__EXERCISE INSTRUCTIONS__. All the data should come back exactly as it was given.

==== INFORMATION GIVEN

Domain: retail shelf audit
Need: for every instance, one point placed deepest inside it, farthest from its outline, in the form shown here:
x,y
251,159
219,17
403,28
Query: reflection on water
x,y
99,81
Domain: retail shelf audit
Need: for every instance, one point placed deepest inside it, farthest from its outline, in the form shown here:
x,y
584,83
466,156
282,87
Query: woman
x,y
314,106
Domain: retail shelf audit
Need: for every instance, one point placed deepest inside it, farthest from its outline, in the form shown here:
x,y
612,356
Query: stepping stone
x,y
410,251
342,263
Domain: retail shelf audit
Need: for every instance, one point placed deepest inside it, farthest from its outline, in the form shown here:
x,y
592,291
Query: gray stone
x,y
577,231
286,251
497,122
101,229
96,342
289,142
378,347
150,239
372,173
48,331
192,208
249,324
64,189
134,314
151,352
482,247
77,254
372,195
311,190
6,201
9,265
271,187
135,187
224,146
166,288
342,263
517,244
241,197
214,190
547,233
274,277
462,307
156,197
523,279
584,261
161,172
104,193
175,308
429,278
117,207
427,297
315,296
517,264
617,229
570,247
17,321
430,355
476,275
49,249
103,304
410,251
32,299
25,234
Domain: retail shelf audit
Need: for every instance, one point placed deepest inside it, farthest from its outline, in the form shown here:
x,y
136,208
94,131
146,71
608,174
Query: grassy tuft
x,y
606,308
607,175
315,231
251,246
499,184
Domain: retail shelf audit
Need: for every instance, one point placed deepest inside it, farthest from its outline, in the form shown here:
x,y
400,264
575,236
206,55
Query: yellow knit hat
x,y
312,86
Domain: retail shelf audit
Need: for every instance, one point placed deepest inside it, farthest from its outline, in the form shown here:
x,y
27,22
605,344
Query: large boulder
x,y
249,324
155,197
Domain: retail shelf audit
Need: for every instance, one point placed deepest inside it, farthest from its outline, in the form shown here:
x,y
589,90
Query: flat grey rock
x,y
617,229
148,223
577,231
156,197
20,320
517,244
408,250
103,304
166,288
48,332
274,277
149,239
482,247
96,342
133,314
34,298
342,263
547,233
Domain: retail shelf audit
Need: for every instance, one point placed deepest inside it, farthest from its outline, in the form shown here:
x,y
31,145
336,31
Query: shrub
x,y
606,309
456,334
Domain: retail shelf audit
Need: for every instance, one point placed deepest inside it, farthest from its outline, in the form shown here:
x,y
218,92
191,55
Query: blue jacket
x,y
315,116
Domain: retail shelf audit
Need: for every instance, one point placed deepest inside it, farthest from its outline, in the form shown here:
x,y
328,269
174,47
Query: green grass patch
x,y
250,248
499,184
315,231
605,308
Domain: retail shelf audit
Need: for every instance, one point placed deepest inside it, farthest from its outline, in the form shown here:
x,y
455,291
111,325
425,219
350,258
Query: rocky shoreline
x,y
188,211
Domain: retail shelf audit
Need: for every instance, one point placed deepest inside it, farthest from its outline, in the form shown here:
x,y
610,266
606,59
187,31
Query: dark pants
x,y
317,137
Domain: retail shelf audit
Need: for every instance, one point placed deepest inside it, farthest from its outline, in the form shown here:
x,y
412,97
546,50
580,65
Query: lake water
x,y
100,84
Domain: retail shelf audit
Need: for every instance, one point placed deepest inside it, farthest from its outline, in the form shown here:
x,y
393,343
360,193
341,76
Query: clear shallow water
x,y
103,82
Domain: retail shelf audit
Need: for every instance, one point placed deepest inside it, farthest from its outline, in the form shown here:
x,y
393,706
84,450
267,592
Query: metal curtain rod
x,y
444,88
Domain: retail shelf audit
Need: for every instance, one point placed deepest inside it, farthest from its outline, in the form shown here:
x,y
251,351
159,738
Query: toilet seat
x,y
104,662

========

__SOLUTION TO THIS TASK__.
Domain: retail shelf audit
Need: for every instance, one point placed deepest inside it, farthest from its outline, in the form shown here:
x,y
251,159
219,17
403,28
Query: reflection on water
x,y
99,81
Domain: retail shelf audit
Need: for every instance, one point placed deepest inside it, farthest from its outline, in the form shown here:
x,y
584,83
466,156
282,87
Query: woman
x,y
314,106
Domain: retail shelf audit
Need: for every instance, one point placed deepest inside it, farthest from its outline, in the form shown here:
x,y
612,356
Query: stepping stone
x,y
410,251
342,263
Domain: retail shelf audit
Need: for every instance, one point placed deepest inside it, farthest from its outline, in the form shown here:
x,y
592,291
Query: gray stone
x,y
577,231
286,251
497,122
101,229
96,342
289,142
378,347
150,239
372,173
48,331
192,208
249,324
64,189
134,314
151,352
482,247
77,254
372,195
311,190
6,201
9,265
271,187
135,187
224,146
166,288
342,263
517,244
241,197
214,190
547,233
274,277
462,307
156,197
523,279
584,261
161,172
104,193
175,308
429,278
117,207
427,297
315,296
517,264
617,229
570,247
17,321
430,355
476,275
49,249
103,304
410,251
32,299
25,234
Domain: retail shelf audit
Need: for every instance, one point placed deepest inside it, farthest from its outline, in the form shown here:
x,y
136,208
94,131
146,71
608,174
Query: grassy tuft
x,y
606,308
607,175
315,231
251,246
499,184
Domain: retail shelf audit
Need: for every instance, one point placed deepest inside it, farthest from its outline, in the form shown here:
x,y
400,264
575,236
206,55
Query: yellow knit hat
x,y
312,86
Domain: retail shelf audit
Need: for every instance, one point placed deepest inside it, farthest from its outline, in the form shown here:
x,y
27,22
605,344
Query: large boulder
x,y
249,324
155,197
Domain: retail shelf audit
Need: for every instance, one point placed deepest inside it, farthest from its outline, in the form shown here:
x,y
589,90
Query: flat grey rock
x,y
617,229
148,223
577,231
156,197
20,320
517,244
408,250
103,304
166,288
48,332
274,277
149,239
482,247
96,342
133,314
34,298
342,263
547,233
Domain: retail shelf audit
Need: for every instance, one point placed deepest inside it, farthest from its outline, in the form shown here:
x,y
31,145
336,31
Query: shrub
x,y
606,309
456,334
Domain: retail shelf audit
Need: for every instance, one point placed deepest inside it, farthest from its outline, in the form shown here:
x,y
218,92
191,55
Query: blue jacket
x,y
315,116
Domain: retail shelf audit
Need: for every instance, one point placed deepest inside it, farthest from its outline, in the form shown here:
x,y
328,269
174,47
Query: green grass patch
x,y
250,248
499,184
315,231
605,308
Domain: retail shelf audit
Need: for every instance, one point placed deepest inside it, farthest from its outline, in the form shown here:
x,y
455,291
111,325
425,219
350,258
Query: rocky shoreline
x,y
188,211
Domain: retail shelf audit
Need: for every instance, one point placed deepest inside it, farthest from its outline, in the form shown here:
x,y
610,266
606,59
187,31
Query: dark pants
x,y
317,137
Domain: retail shelf audit
Need: for every instance, one point placed deepest inside it, farthest from its outline, in the form shown here:
x,y
412,97
546,50
580,65
Query: lake water
x,y
100,84
Domain: retail shelf audit
Need: for every instance, one point placed deepest inside it, farthest from its outline, in the form shown here:
x,y
393,343
360,193
341,76
Query: clear shallow water
x,y
103,82
Domain: retail shelf audit
Need: for every instance, one point placed deepest inside it, farthest from its outline, in the form shown here:
x,y
393,706
84,450
267,592
Query: metal curtain rod
x,y
444,88
Domain: retail shelf audit
Need: for every instance, one point placed deepest inside it, farthest from its outline, in the form shown here:
x,y
251,351
159,738
Query: toilet seat
x,y
104,662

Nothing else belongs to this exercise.